*** Extract provided ***

No one has doubts about it now: our world has turned upside down by the Coronavirus. Priorities have been shifted and life has never been so different in the past 50 years as it is now. By the end of this era, we all can be sure of one thing: this time will leave an enormous trace on the worldwide economy and start some not-so-good-looking tendencies. Most of my clients are hesitating (or worse, panicking) as they are now introduced to a very unique situation. What would be my advice? Here is the high time to start with Business Continuity Planning (BCP).

What is BCP and does it do any good to me?

BCP is the process of creating a system of prevention and recovery from potential threats to a company. The plan ensures that personnel and assets are protected and can function and react quickly in the event of natural or manipulated disasters. In this sense, we can confidently state that now, in 2020, BCP is the key to the survival of your business. Because if you thought that insurance and instant funding from your government will help you, well, now be prepared to change your mind.

7 questions to launch your Business Continuity Planning

1. How can coronavirus affect your business?
2. Do you have personnel backups (for instance if one or some of your coworkers got sick)?
3. During the quarantine: can your colleagues work from home?
4. How will your clients likely react and will their attitude change?
5. In case of a drop in sales, do you have the savings to cover? What budget-cutting initiatives can help you to survive the loss of sales for a certain period? What alternatives ways can you generate cash flow during the crisis?
6. What ways of working can be switched to online?
7. Do you order any supplies that can be possibly jeopardized during the lockdown of other areas? (Like ordering products from Italy, China)

*** End of Extract provided ***
*** Available data ***

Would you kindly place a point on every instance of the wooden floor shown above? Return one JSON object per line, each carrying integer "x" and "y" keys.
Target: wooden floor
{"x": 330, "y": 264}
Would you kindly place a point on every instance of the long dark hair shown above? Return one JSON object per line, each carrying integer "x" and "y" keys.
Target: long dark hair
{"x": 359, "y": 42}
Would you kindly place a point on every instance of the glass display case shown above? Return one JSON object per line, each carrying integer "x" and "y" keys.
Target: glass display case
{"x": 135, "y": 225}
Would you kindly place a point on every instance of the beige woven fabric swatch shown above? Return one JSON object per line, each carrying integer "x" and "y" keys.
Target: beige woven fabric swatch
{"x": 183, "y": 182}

*** End of Available data ***
*** Available data ***

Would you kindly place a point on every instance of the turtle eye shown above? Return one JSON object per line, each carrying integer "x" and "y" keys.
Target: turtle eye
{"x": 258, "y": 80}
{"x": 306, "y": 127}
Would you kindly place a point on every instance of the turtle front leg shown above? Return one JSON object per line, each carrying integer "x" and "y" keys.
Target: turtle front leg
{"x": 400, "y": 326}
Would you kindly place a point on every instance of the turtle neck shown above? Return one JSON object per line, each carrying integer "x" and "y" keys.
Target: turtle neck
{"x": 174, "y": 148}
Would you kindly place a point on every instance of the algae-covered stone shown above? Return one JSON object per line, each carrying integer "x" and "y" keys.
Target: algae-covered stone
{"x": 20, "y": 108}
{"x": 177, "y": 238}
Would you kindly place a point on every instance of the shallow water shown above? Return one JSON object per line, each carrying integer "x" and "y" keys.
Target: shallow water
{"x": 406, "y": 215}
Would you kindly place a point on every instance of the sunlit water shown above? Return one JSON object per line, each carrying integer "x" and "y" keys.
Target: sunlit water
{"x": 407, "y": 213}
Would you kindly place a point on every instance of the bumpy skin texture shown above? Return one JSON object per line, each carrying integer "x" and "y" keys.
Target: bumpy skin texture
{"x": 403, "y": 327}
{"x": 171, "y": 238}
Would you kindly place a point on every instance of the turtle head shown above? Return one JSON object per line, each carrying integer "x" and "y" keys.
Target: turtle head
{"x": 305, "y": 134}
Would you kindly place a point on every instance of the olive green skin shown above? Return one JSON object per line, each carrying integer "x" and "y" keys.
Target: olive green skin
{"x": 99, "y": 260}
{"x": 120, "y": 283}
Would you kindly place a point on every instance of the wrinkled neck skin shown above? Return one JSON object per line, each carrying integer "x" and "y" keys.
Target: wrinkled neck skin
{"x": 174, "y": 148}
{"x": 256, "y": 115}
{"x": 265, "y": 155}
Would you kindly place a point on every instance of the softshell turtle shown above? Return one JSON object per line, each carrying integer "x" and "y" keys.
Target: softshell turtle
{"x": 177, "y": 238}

*** End of Available data ***
*** Available data ***

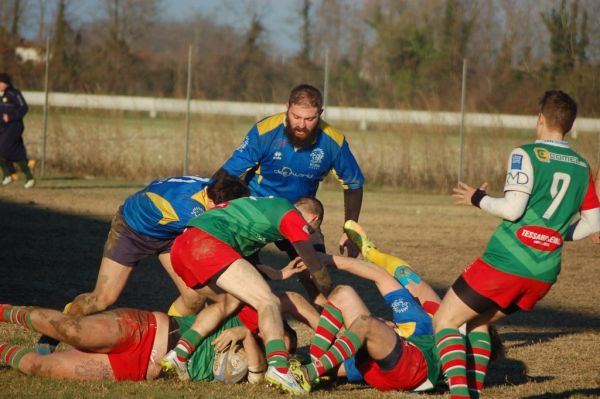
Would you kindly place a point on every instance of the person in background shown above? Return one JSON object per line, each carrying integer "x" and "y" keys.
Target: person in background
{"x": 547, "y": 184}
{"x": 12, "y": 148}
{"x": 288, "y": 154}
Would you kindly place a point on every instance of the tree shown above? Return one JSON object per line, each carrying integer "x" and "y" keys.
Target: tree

*** End of Available data ***

Problem to work on →
From the article on Business Continuity Planning above, list every numbered point it offers for launching such a plan, in order.

Output below →
1. How can coronavirus affect your business?
2. Do you have personnel backups (for instance if one or some of your coworkers got sick)?
3. During the quarantine: can your colleagues work from home?
4. How will your clients likely react and will their attitude change?
5. In case of a drop in sales, do you have the savings to cover? What budget-cutting initiatives can help you to survive the loss of sales for a certain period? What alternatives ways can you generate cash flow during the crisis?
6. What ways of working can be switched to online?
7. Do you order any supplies that can be possibly jeopardized during the lockdown of other areas? (Like ordering products from Italy, China)